(Pointing dataset records)
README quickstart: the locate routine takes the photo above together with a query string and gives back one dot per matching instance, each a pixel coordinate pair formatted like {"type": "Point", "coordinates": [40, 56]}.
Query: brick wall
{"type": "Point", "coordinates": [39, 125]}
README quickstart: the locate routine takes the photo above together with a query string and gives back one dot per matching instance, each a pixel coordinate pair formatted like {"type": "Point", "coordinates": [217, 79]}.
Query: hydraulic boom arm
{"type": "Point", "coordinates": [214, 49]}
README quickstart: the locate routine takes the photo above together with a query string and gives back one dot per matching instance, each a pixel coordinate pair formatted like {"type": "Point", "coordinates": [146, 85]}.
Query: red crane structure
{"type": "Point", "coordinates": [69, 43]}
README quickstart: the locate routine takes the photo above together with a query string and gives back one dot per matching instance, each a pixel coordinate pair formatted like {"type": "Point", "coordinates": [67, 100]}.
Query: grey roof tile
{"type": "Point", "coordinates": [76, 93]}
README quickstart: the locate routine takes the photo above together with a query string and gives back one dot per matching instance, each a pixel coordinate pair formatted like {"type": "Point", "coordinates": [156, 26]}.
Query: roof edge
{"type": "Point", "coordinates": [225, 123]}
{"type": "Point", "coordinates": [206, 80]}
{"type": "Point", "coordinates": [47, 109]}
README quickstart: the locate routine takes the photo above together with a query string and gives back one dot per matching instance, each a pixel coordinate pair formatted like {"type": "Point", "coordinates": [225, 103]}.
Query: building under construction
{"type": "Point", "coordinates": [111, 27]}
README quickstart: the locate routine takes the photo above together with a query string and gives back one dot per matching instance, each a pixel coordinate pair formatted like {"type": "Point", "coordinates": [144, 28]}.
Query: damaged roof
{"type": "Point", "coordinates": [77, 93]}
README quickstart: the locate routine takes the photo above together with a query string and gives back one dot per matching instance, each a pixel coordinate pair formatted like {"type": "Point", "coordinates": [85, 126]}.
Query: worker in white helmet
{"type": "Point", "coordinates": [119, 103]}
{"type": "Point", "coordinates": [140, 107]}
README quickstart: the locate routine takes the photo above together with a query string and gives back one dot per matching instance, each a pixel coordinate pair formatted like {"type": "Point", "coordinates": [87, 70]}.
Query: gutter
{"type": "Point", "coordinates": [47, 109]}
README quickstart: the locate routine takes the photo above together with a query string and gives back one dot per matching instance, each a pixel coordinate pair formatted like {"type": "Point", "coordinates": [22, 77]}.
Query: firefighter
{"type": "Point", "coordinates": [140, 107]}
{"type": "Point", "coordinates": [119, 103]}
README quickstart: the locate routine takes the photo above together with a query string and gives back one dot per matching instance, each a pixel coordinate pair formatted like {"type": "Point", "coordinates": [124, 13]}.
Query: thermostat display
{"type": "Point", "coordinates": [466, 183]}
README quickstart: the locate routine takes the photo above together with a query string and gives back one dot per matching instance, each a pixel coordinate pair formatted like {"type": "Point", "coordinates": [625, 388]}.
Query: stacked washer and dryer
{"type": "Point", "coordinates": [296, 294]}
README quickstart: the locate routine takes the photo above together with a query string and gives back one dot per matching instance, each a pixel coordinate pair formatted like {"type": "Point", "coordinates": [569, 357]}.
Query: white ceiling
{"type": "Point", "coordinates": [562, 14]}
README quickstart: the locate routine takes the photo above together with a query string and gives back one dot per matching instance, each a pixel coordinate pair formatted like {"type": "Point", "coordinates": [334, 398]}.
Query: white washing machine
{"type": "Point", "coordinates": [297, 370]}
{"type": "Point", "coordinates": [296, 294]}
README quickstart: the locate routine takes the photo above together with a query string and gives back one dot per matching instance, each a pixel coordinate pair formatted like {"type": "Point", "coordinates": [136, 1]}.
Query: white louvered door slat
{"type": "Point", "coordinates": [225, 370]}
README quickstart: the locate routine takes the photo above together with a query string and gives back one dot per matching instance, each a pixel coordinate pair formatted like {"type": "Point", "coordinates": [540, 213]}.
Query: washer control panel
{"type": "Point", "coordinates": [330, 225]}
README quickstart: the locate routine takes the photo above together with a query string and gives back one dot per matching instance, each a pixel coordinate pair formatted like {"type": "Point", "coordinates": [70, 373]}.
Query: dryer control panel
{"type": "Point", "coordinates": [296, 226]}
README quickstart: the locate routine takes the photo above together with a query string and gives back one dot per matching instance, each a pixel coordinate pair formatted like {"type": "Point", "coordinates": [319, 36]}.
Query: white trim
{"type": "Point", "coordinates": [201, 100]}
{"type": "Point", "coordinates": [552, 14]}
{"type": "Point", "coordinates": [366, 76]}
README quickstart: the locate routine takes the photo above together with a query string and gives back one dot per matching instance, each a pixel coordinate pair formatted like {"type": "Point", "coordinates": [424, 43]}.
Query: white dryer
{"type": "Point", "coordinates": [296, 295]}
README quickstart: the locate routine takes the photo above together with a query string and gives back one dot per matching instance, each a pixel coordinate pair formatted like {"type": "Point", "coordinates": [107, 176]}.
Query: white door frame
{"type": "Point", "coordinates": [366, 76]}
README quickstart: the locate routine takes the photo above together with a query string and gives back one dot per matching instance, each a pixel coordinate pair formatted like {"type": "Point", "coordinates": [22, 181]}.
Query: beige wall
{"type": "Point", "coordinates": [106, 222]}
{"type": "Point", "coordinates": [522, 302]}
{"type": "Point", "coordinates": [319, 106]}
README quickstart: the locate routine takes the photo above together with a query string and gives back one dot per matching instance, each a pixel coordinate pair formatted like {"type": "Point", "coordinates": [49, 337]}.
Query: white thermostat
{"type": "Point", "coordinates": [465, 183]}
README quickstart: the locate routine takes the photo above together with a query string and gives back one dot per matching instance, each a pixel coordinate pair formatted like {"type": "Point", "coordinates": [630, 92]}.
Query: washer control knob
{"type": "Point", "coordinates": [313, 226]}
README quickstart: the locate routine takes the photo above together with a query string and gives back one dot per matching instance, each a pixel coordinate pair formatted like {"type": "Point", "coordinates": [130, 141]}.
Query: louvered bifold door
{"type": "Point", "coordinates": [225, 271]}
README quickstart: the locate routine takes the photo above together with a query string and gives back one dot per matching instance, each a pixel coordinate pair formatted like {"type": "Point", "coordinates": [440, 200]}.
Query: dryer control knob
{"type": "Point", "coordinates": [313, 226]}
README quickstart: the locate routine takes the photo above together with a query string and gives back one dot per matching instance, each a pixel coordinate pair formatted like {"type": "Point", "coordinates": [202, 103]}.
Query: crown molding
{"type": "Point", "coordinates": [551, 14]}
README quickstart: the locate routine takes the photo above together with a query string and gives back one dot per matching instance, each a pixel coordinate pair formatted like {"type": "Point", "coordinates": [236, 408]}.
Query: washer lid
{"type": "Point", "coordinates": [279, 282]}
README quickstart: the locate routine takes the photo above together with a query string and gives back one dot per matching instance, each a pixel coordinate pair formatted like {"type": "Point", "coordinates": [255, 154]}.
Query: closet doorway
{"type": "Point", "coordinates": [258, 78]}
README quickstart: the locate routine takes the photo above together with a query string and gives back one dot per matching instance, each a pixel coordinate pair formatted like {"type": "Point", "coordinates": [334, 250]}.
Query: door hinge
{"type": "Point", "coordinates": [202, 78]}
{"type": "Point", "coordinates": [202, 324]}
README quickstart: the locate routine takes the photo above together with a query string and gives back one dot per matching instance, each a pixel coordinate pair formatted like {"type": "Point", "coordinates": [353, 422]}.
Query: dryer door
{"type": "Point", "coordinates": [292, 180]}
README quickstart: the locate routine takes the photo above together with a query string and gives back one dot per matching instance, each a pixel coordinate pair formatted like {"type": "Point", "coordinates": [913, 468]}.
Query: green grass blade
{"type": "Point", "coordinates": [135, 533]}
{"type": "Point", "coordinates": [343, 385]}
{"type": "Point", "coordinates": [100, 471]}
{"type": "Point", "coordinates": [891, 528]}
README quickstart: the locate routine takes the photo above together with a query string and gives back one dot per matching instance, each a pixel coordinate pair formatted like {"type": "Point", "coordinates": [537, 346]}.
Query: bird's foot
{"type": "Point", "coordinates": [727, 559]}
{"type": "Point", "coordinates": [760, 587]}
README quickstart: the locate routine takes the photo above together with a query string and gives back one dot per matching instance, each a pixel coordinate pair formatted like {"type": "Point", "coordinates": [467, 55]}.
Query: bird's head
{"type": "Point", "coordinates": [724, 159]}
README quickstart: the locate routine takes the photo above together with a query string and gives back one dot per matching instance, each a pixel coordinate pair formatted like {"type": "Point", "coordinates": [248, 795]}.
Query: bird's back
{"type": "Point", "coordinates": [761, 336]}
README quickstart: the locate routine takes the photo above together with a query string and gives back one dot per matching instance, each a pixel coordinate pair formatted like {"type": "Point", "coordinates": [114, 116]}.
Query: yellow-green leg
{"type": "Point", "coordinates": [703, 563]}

_GIVEN EXERCISE:_
Which lines in the entries above contain the word "panel"? Extract each of them in full.

_ANSWER FOR THE TASK:_
Query: washer control panel
Query: dryer control panel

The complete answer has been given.